TEXT FOR ANALYSIS:
BEGIN

Another more unlikely theory is that he died from chocolate poisoning!

 

 

Charles-Valentin Alkan (1813-1888)

There is no doubt that the French composer and pianist lived a successful career, being responsible for famous works such as Piano Trio Op 30, Grande Sonate Op 33 and Douze études dans tous les tons mineurs Op 39.

However, there is plenty over doubt over the cause of his death. Many claimed that the composer was crushed by a falling bookcase as he reached up to grab something.

However, it was later confirmed that he was found trapped and crushed by a heavy umbrella stand. This was confirmed in a letter sent by one of his students.

 

 

Pyotr Ilyich Tchaikovsky (1840-1893)

Tchaikovksy was of course one of the greatest Russian composers of all time. But his death was shrouded in mystery and conspiracies.

A few days after the premiere of his Sixth Symphony, he died at the age of 53. His death was put down to cholera, most probably contracted through drinking water that had not been boiled. This cause of death came as a big surprise to many as cholera was usually a disease suffered largely by the lower classes. To hear that Tchaikovsky had apparently died of this disease was unbelievable to many.

Rumours soon started to swirl round that he had instead been 'ordered' to commit suicide by the courts, after complaints over the 'disturbing levels of attention he was giving his nephew'. Other rumours suggested he was ordered to commit suicide directly by the Russian Tsar due to his sexuality.

There was also another rumour that he died of arsenic poisoning.

 

 

Enrique Granados (1867-1916)

The much-loved Spanish composer has featured many times inside the Scores section of Pianist, but what some of you may not know is that he suffered a very unfortunate and tragic death.

In 1916, he was invited to the USA to perform for American President Woodrow Wilson. He missed his boat back to Spain, forcing him to instead head over to the UK on a separate boat. He then boarded a second cross-channel ferry to France. On his way to France, the boat was torpedoed by a German U-boat.

Part of the boat began to sink, and Granados' wife was beginning to struggle in the water. According to witnesses, he drowned while drying to save her.

 

 

 

Anton Webern (1883-1945)

In September 1945, the Austrian composer and conductor was back in his homeland with his family. At this time, there were curfews in effect in Austria due to the ongoing war.

END

Continue the text on unusual composer deaths, starting right after its last sentence about the curfews in Austria. The records that come next are separate material and have no connection to the text on composers' deaths.

SUPPLIED DATA:
BEGIN

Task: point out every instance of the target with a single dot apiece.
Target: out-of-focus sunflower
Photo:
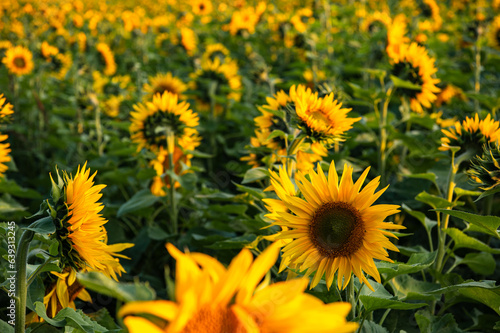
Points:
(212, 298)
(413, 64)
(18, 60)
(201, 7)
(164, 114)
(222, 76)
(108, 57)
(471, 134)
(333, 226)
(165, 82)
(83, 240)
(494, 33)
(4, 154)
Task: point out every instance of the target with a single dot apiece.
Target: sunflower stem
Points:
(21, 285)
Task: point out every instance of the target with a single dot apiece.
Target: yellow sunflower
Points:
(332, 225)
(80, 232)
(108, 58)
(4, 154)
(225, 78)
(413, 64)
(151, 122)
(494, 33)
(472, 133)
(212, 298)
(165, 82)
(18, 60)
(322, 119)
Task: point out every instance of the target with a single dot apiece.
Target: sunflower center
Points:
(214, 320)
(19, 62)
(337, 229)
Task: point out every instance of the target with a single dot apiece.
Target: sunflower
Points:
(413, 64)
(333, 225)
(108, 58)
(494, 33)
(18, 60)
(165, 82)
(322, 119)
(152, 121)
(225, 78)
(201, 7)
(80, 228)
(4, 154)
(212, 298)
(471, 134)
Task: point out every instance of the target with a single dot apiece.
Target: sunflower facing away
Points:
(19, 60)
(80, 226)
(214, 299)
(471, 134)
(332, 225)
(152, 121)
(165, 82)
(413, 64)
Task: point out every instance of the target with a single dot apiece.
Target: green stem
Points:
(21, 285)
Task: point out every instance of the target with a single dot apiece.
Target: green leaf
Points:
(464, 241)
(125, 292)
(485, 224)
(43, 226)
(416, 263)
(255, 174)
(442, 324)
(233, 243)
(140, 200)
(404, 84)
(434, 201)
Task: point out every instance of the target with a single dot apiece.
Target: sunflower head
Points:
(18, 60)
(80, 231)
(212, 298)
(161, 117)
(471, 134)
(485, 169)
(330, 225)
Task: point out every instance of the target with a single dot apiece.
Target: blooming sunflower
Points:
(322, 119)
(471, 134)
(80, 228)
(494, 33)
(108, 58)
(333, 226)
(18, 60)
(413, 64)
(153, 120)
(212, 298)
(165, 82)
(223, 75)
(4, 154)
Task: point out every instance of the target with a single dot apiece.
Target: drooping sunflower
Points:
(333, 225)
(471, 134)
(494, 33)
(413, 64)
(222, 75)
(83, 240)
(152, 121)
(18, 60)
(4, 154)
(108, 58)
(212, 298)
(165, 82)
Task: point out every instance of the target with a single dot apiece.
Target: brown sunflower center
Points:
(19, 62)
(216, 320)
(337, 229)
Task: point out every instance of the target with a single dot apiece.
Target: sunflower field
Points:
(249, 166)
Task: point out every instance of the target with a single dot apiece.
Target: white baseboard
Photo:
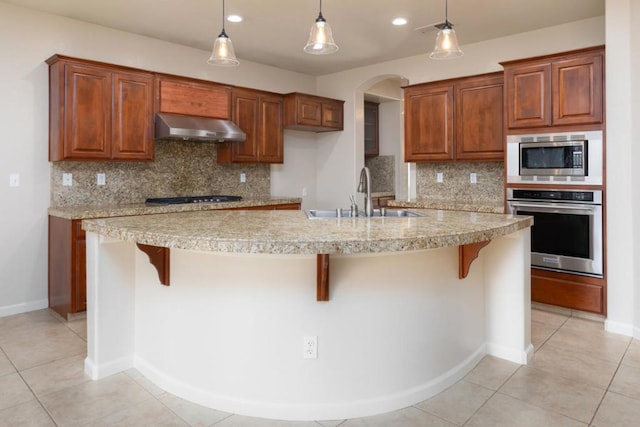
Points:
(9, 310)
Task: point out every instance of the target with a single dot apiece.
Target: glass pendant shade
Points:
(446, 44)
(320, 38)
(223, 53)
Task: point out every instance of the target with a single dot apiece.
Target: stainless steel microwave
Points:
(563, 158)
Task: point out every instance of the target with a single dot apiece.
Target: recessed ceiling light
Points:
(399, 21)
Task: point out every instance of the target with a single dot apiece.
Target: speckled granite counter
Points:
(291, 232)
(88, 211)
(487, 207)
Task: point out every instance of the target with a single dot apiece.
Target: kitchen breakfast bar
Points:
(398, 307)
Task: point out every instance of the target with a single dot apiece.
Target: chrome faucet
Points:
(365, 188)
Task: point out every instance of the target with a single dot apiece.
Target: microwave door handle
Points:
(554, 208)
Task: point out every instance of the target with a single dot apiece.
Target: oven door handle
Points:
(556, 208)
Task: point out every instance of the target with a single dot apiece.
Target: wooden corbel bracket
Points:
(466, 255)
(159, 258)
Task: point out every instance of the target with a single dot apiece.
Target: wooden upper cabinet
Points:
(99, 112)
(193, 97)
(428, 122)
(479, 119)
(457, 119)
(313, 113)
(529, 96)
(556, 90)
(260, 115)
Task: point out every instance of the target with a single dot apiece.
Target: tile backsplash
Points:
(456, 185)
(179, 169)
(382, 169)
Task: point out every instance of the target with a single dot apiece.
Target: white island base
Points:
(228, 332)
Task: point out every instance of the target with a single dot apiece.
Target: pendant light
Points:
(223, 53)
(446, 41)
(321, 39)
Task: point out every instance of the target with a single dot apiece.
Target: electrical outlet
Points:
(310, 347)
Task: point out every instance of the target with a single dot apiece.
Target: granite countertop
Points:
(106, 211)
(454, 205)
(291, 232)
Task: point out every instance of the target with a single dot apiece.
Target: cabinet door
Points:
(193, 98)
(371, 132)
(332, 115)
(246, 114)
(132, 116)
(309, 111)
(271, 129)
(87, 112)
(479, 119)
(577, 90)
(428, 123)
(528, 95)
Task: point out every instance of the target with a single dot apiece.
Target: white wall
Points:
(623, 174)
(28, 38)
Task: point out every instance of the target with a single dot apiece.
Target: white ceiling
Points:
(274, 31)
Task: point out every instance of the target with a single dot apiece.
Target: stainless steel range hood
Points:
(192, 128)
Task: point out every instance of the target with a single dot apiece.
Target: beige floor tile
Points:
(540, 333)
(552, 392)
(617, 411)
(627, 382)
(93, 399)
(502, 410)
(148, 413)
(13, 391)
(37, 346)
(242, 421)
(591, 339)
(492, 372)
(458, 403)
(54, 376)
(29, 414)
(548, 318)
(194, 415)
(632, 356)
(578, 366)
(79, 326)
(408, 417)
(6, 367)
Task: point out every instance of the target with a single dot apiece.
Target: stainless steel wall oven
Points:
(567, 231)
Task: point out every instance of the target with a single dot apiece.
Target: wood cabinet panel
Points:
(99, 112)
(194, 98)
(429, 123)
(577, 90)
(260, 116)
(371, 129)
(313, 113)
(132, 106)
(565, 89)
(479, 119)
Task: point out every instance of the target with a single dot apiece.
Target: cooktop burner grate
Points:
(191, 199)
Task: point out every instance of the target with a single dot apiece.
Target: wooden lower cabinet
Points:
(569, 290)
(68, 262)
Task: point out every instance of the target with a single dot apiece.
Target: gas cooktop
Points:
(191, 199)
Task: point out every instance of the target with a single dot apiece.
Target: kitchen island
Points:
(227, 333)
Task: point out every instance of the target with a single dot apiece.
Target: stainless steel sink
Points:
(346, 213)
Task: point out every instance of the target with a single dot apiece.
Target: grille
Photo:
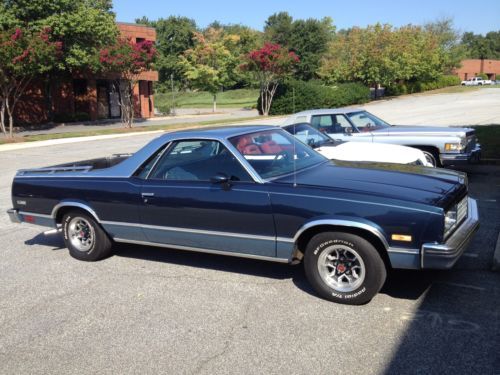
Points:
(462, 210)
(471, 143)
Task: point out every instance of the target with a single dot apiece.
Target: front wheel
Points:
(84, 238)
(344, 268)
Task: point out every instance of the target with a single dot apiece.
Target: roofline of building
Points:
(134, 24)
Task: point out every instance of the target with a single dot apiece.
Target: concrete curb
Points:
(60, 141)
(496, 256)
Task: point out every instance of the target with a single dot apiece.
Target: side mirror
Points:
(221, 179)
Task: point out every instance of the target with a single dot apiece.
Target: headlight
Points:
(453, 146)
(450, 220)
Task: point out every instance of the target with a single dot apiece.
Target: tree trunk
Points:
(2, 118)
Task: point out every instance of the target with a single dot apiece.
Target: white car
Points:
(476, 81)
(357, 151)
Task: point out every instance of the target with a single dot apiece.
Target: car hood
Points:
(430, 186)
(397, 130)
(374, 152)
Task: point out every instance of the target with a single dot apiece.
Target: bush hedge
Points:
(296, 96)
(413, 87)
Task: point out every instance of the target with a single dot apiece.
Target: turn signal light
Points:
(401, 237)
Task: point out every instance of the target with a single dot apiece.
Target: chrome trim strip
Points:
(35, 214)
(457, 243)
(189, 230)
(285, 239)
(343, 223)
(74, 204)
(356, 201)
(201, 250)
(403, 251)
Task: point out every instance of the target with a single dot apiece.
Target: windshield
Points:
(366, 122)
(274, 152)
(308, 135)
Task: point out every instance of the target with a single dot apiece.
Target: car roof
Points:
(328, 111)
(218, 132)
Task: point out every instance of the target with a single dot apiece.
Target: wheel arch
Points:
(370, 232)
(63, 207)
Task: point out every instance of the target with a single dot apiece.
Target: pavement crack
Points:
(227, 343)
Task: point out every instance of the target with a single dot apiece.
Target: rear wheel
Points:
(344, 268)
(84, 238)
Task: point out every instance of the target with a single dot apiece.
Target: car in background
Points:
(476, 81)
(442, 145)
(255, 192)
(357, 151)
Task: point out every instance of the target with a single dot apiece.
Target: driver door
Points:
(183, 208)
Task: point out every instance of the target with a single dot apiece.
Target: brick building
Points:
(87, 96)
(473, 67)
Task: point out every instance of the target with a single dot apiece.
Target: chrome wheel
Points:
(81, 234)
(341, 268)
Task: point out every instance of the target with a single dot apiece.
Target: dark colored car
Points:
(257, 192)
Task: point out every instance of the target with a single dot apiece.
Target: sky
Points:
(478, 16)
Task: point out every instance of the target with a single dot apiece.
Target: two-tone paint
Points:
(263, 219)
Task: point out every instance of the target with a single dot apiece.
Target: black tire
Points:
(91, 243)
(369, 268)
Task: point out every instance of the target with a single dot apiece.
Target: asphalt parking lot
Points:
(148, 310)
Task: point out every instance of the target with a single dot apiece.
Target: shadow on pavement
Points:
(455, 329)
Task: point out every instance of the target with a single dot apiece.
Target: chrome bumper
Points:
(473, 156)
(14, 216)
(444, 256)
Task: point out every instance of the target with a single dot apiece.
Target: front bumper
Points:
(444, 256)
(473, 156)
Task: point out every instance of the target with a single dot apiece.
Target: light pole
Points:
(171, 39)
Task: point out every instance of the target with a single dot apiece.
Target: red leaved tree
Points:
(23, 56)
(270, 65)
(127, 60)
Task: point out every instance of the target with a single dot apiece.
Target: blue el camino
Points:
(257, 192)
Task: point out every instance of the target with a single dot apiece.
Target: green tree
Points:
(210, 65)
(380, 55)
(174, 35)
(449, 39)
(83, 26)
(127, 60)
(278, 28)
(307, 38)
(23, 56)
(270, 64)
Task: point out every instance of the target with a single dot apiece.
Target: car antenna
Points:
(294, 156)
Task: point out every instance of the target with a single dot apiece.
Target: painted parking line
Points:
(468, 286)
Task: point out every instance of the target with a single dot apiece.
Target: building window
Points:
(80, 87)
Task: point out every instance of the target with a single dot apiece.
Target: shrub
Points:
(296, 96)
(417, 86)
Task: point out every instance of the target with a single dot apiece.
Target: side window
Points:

END

RESULT FOR THIS EXERCISE:
According to reports, Webern stepped outside before the curfew to enjoy a cigar. Inside the house, Webern's son was entertaining a group of American men for business reasons. Webern's son had got himself involved in illegal black-market activities, and assumed he was dealing with fellow black-market businessmen. 

However, things turned sour when the Americans turned out to be US Soldiers. They subsequently arrested Webern's son before 'accidentally' shooting Webern himself as they left the house.

 

 

Claude Vivier (1948-1983)

©www.claudevivier.com

Vivier was a Canadian pianist who studied under acclaimed German composer Karlheinz Stockhausen in Cologne. He composed a number of works throughout his career, including his own opera Kopernikus.

Vivier was an openly gay man his entire career, and one of his final unpublished works describes a fictional relationship between two men, one of whom stabs the other. 

Eerily, the pianist was later stabbed to death in 1983 by a truquer (a Canadian 'trickster' who pretends to accept romantic advances in order to gain the opportunity to rob and/or hurt you).

A very coincidental and prophetic death.

 

 

Natalia Strelchenko (1976-2015)

©BBC

The Norwegian concert pianist was enjoying a successful career before she was fatally killed in 2015. 

Strelchenko was educated at the well respected St Petersburg State Conservatory and had played at Wigmore Hall and Carnegie Hall to rave reviews.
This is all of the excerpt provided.